§ **DONNÉES ENREGISTRÉES**:
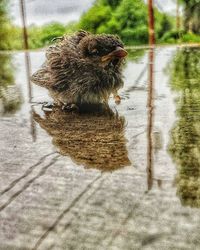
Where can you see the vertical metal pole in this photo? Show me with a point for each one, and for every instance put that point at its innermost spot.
(150, 107)
(177, 15)
(28, 65)
(151, 23)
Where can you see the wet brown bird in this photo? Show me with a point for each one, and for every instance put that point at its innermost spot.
(82, 69)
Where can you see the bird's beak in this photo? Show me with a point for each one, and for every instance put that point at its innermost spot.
(119, 52)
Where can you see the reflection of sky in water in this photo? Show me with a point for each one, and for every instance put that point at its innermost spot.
(64, 11)
(42, 11)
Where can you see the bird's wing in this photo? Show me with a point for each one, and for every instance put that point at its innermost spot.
(62, 62)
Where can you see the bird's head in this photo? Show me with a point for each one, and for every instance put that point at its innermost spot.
(103, 50)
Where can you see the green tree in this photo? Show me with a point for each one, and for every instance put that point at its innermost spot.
(4, 25)
(191, 15)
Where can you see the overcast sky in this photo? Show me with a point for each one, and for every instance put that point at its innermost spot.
(64, 11)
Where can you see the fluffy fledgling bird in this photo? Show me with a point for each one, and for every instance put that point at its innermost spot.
(82, 69)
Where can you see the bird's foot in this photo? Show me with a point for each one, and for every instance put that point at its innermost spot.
(70, 107)
(48, 106)
(117, 99)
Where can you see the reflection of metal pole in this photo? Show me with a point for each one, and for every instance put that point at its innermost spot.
(151, 23)
(150, 106)
(177, 15)
(23, 15)
(28, 66)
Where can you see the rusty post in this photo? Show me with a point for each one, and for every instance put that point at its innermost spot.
(150, 113)
(151, 23)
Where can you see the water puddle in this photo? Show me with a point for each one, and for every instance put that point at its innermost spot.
(146, 149)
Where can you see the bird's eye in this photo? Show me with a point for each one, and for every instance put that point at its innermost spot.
(94, 52)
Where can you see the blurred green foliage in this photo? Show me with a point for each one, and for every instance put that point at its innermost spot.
(127, 18)
(191, 15)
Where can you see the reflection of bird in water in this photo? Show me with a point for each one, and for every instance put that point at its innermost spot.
(10, 99)
(93, 140)
(82, 68)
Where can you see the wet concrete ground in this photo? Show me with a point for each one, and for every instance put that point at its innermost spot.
(123, 180)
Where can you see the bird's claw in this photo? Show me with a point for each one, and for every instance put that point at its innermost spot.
(70, 107)
(48, 106)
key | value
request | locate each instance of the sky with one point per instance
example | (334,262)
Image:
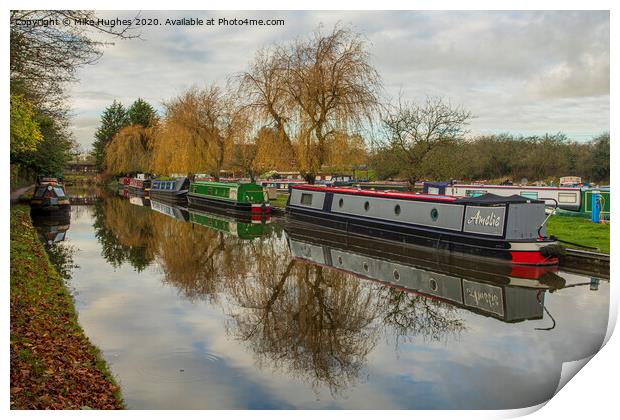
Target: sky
(517,72)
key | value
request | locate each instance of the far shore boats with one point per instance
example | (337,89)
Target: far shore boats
(234,196)
(510,229)
(170,189)
(573,199)
(140,184)
(49,196)
(243,227)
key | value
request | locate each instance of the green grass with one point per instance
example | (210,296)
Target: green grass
(53,364)
(581,231)
(280,201)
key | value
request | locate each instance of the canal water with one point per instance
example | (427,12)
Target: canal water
(197,310)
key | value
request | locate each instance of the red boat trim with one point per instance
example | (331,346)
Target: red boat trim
(384,194)
(516,187)
(532,258)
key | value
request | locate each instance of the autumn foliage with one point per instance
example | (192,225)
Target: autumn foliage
(53,365)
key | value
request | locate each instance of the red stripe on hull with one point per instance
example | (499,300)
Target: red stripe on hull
(385,194)
(260,209)
(532,258)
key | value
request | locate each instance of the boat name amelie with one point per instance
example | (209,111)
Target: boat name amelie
(489,220)
(490,299)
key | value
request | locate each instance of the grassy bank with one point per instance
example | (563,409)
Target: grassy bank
(581,231)
(53,364)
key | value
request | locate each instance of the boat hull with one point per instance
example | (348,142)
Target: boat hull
(197,200)
(441,241)
(489,228)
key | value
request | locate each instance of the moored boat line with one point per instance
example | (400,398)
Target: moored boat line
(235,196)
(170,189)
(566,198)
(505,228)
(49,196)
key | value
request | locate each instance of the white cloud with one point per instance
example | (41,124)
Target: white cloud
(517,71)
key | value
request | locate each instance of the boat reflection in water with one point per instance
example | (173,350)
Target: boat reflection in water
(51,228)
(171,210)
(511,294)
(269,313)
(243,226)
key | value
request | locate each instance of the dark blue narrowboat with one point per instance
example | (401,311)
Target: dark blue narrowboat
(49,196)
(506,228)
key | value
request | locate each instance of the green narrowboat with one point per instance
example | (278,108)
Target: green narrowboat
(585,208)
(243,228)
(241,197)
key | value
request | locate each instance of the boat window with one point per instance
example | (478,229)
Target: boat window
(475,193)
(433,284)
(40,192)
(306,199)
(567,197)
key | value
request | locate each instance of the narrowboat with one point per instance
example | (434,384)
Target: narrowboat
(51,229)
(571,200)
(566,198)
(383,185)
(281,185)
(510,229)
(141,184)
(174,189)
(585,209)
(241,227)
(170,210)
(238,197)
(502,296)
(49,196)
(139,200)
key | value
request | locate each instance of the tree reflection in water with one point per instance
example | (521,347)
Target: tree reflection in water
(312,322)
(124,232)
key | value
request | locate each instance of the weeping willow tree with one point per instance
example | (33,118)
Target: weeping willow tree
(311,89)
(130,150)
(197,134)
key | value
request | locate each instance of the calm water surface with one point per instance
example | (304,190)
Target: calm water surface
(196,310)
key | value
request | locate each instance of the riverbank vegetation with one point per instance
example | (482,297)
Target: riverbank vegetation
(53,364)
(44,58)
(316,105)
(580,231)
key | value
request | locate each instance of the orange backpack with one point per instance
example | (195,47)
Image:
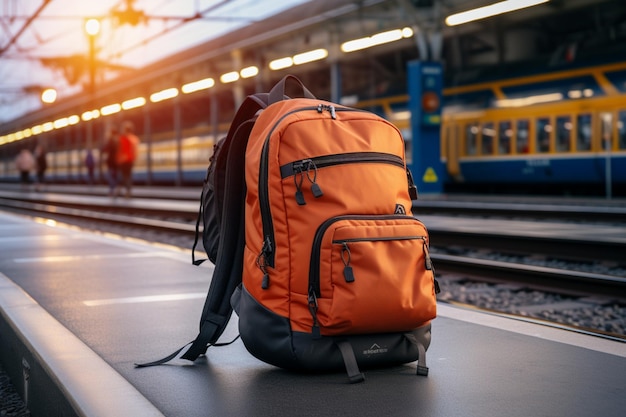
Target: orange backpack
(326,265)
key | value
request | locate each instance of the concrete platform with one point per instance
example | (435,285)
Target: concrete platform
(78,309)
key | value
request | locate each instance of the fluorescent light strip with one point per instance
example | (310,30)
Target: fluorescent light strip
(490,10)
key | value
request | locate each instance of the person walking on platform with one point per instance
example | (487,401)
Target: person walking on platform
(126,155)
(25,163)
(90,164)
(110,150)
(42,165)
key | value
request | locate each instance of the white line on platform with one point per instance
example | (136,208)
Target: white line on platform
(80,372)
(145,299)
(533,329)
(67,258)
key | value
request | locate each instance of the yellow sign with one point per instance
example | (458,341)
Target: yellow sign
(430,175)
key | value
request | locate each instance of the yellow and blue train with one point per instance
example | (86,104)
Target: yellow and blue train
(560,131)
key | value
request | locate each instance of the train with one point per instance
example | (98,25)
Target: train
(562,132)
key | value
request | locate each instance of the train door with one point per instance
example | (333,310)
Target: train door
(606,145)
(451,141)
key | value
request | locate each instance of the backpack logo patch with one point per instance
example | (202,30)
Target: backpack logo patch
(375,349)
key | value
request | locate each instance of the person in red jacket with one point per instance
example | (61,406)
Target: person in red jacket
(127,149)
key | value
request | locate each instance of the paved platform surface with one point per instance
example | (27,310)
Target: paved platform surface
(86,307)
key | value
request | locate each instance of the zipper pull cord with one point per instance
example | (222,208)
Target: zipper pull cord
(430,267)
(327,107)
(315,188)
(348,273)
(313,306)
(298,178)
(412,186)
(262,264)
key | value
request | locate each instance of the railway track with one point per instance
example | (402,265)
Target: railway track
(571,284)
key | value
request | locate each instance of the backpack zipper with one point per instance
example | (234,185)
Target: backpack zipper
(266,257)
(314,282)
(314,266)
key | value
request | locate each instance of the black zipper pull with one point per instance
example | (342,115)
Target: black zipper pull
(348,273)
(412,186)
(315,188)
(315,329)
(262,263)
(298,178)
(430,267)
(329,108)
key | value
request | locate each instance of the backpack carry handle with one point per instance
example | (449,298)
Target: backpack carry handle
(278,92)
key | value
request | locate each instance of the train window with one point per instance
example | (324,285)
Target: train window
(505,133)
(544,130)
(621,129)
(583,132)
(523,132)
(489,134)
(563,133)
(471,138)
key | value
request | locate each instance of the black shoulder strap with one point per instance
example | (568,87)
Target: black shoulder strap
(231,194)
(229,264)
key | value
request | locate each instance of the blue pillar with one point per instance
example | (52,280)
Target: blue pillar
(425,98)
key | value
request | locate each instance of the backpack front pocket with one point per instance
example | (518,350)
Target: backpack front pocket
(371,274)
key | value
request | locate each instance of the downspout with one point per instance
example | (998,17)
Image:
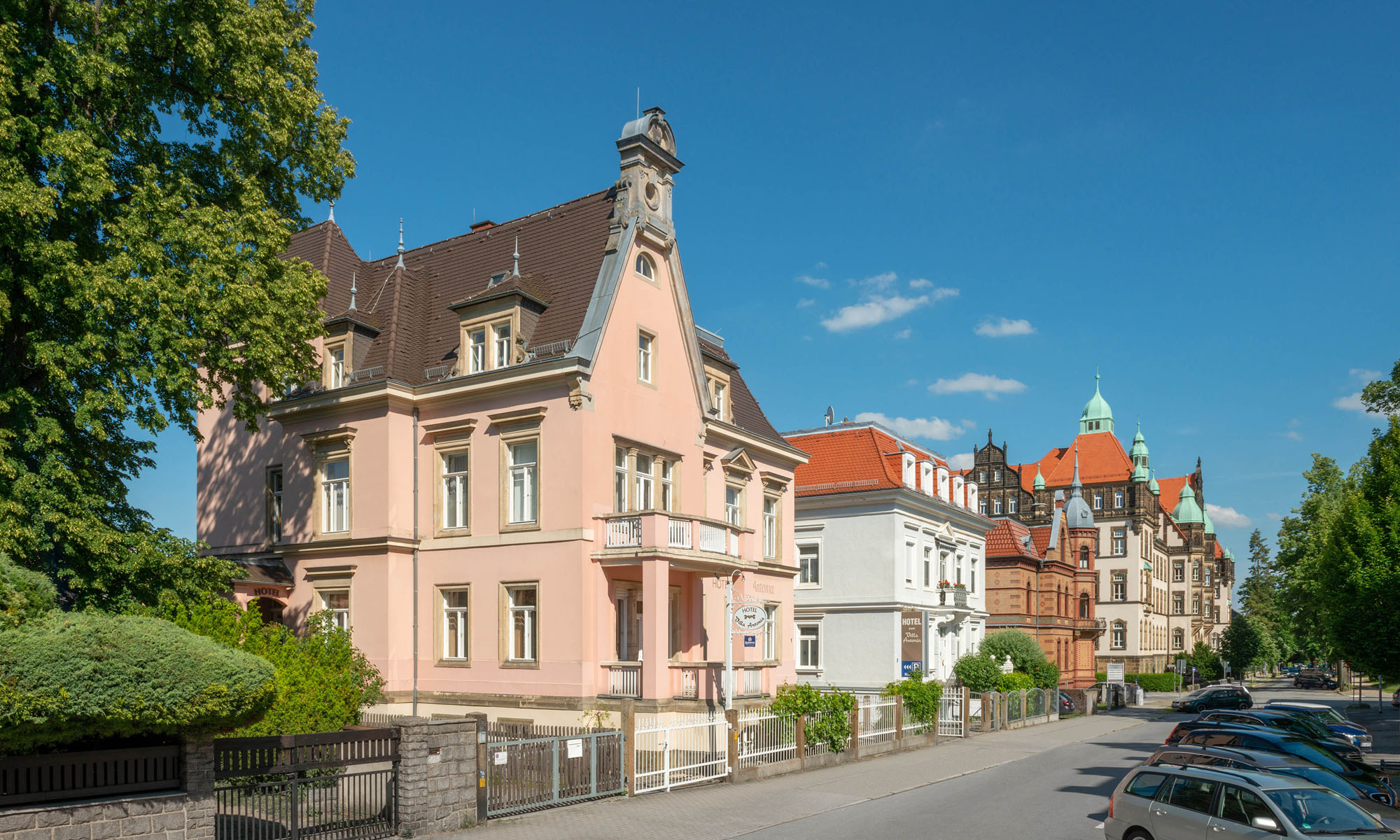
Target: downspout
(415,562)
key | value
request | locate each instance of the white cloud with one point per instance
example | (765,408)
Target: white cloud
(989,386)
(1227,517)
(1004,327)
(961,461)
(934,429)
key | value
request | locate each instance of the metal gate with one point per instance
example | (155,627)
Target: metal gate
(680,748)
(541,768)
(324,785)
(951,723)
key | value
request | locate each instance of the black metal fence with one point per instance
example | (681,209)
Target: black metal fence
(303,786)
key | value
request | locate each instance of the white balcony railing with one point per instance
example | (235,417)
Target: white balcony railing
(624,533)
(625,681)
(680,534)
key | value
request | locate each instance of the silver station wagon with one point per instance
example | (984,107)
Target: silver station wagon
(1194,804)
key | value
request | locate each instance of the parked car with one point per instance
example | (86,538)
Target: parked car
(1290,723)
(1376,799)
(1177,803)
(1276,741)
(1214,698)
(1328,718)
(1314,681)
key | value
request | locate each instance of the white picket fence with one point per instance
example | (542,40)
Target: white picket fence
(676,750)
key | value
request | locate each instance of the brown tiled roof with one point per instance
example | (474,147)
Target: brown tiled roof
(562,251)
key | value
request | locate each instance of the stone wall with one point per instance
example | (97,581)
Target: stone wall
(439,774)
(183,816)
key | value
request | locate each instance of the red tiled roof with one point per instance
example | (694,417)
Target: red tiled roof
(1006,541)
(852,460)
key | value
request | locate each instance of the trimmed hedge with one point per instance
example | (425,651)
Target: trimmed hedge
(78,677)
(1150,682)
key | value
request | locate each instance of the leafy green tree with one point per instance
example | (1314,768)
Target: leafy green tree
(153,158)
(323,681)
(1382,397)
(1360,584)
(82,677)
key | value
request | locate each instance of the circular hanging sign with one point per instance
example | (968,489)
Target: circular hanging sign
(750,618)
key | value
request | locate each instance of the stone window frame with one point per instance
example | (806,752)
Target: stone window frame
(507,626)
(440,657)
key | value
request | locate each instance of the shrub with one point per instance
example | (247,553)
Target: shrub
(978,673)
(1016,682)
(920,698)
(323,681)
(24,594)
(76,677)
(832,729)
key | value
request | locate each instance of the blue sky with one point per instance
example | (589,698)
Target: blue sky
(1200,200)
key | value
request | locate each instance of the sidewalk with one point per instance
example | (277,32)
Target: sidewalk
(732,810)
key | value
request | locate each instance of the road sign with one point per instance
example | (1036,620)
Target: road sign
(750,618)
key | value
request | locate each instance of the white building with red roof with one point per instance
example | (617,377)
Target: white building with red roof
(891,559)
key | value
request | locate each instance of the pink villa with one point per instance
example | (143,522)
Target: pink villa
(524,472)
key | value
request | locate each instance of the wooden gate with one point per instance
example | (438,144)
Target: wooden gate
(324,785)
(548,766)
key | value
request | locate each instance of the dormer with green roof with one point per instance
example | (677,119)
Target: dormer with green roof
(1097,415)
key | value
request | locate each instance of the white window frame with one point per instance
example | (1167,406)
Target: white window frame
(646,354)
(461,635)
(335,498)
(456,516)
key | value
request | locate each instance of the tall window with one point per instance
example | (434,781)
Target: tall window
(667,492)
(454,491)
(335,496)
(477,351)
(338,368)
(522,601)
(645,482)
(808,646)
(524,465)
(503,345)
(810,565)
(645,345)
(338,604)
(771,632)
(733,505)
(621,479)
(771,527)
(275,505)
(454,624)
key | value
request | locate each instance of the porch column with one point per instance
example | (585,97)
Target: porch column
(656,629)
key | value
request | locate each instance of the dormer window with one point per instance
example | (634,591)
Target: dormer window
(646,268)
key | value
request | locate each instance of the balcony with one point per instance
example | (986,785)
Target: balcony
(659,530)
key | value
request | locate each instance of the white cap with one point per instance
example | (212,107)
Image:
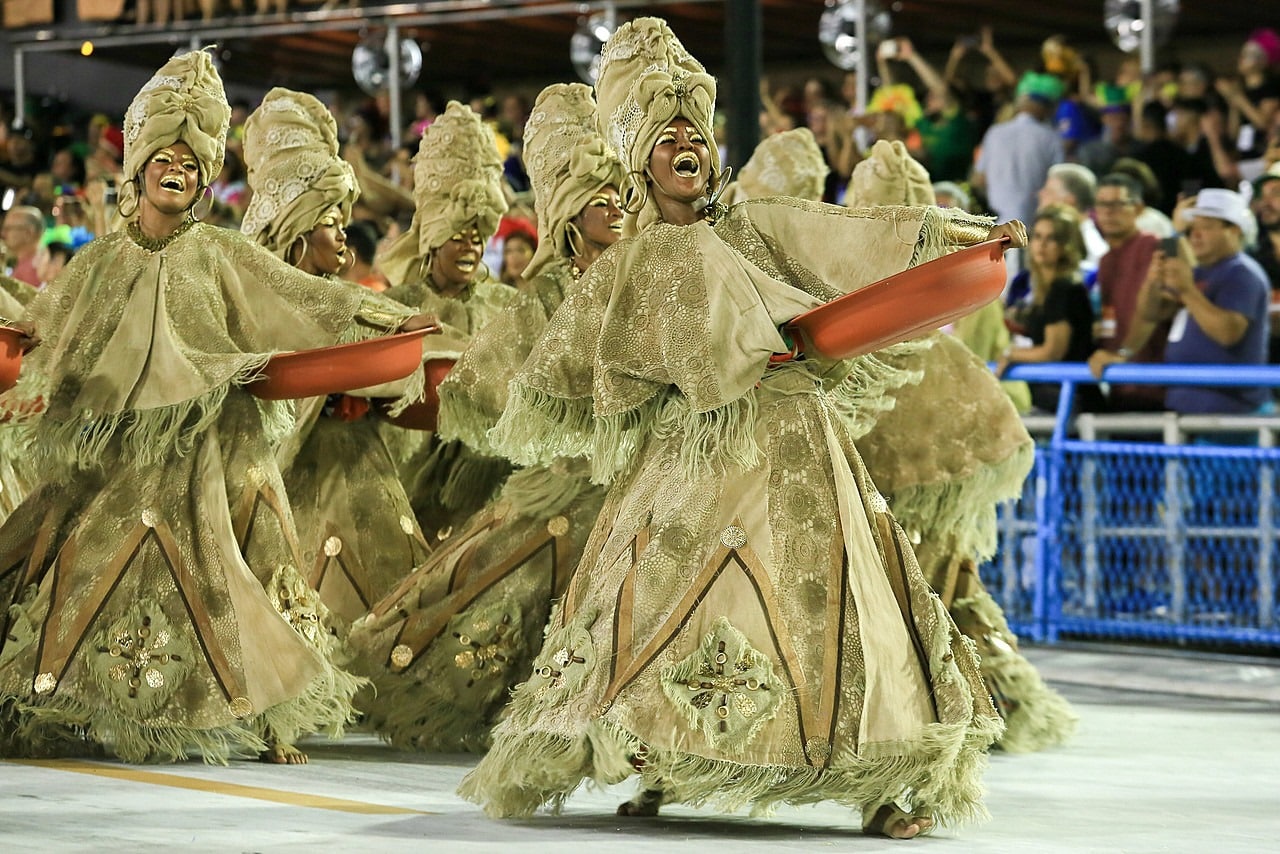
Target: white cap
(1223,204)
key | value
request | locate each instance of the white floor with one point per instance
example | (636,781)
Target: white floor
(1151,770)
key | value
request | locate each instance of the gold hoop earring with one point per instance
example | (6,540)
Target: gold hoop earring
(136,195)
(302,255)
(635,187)
(206,199)
(572,231)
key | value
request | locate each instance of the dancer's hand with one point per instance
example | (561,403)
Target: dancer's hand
(421,322)
(1014,231)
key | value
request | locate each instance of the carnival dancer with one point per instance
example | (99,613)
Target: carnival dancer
(945,456)
(357,533)
(435,266)
(748,625)
(136,622)
(448,645)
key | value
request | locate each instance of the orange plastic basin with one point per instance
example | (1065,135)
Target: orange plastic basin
(425,414)
(904,305)
(325,370)
(10,356)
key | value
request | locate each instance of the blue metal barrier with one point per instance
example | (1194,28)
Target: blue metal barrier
(1169,540)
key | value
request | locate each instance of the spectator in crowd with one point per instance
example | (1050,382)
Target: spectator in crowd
(1197,129)
(1168,160)
(1217,309)
(1073,185)
(1151,219)
(1124,334)
(517,251)
(1073,117)
(50,260)
(1252,99)
(22,231)
(1116,140)
(947,136)
(1266,210)
(1055,320)
(1016,154)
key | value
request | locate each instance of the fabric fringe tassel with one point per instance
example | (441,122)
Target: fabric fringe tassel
(1036,716)
(863,397)
(524,771)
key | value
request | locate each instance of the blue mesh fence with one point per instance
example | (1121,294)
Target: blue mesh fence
(1173,543)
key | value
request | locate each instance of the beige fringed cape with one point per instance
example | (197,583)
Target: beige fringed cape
(748,624)
(152,574)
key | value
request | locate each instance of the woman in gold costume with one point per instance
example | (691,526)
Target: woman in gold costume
(452,640)
(435,268)
(357,533)
(949,451)
(154,603)
(748,624)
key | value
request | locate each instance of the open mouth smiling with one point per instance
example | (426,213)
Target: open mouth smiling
(686,165)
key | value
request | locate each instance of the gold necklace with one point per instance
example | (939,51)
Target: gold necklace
(156,243)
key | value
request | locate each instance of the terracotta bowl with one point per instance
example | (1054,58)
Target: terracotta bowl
(325,370)
(10,356)
(424,416)
(904,305)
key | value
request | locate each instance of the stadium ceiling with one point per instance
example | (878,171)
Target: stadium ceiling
(480,42)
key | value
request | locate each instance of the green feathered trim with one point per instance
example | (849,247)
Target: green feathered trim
(544,491)
(1037,717)
(963,511)
(538,428)
(938,775)
(64,726)
(462,420)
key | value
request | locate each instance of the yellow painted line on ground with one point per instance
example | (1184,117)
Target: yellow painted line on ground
(218,788)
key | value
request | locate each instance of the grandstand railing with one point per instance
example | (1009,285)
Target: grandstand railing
(1144,526)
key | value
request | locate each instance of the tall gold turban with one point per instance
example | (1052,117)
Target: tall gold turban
(291,149)
(890,176)
(785,164)
(183,101)
(457,183)
(647,80)
(567,163)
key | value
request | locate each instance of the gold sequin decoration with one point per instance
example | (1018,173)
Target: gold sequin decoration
(401,656)
(818,749)
(734,537)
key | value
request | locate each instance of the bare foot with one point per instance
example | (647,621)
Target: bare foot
(643,805)
(283,754)
(892,822)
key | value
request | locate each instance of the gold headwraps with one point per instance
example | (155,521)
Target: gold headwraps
(567,163)
(457,183)
(291,149)
(785,164)
(890,176)
(184,100)
(647,80)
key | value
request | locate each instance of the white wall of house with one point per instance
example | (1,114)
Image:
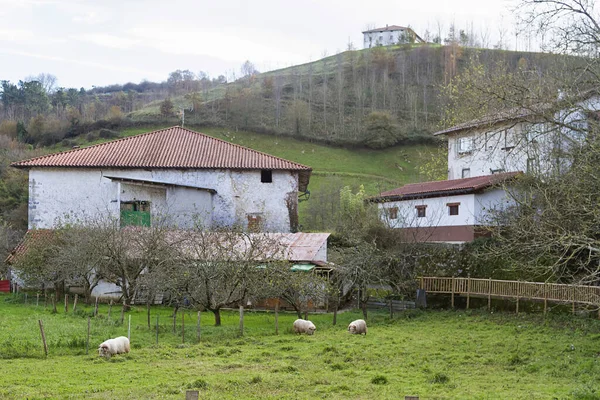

§ **CONSIGNE À SUIVRE**: Relevez chaque ligne de la liste ci-dessus où figure le mot « brown » et recopiez-la.

§ **RÉPONSE ATTENDUE**:
Where can you see the wet brown bird in this photo? Show me with a point for each one, and for every instance put that point at its innermost spot.
request | locate each instance of the brown tiled roof with one point per instance
Target: brown tiled roof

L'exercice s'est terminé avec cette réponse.